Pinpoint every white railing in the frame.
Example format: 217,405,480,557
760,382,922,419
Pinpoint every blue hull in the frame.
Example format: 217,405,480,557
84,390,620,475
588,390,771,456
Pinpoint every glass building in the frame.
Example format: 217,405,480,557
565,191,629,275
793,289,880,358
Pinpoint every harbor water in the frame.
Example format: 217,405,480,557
-.-.-
* Task instructions
Could you output all of the records above again, line for line and without changing a single character?

* Reply
Pinpoint every white railing in the frame.
Example format: 217,405,480,557
760,382,922,419
Pinpoint every blue hull in the frame.
Example format: 217,405,480,557
84,390,620,475
588,390,771,456
Pinpoint every glass building in the frame.
Example format: 217,405,480,557
565,191,629,275
793,289,880,358
Pinpoint every harbor water in the frame.
Example format: 217,405,480,557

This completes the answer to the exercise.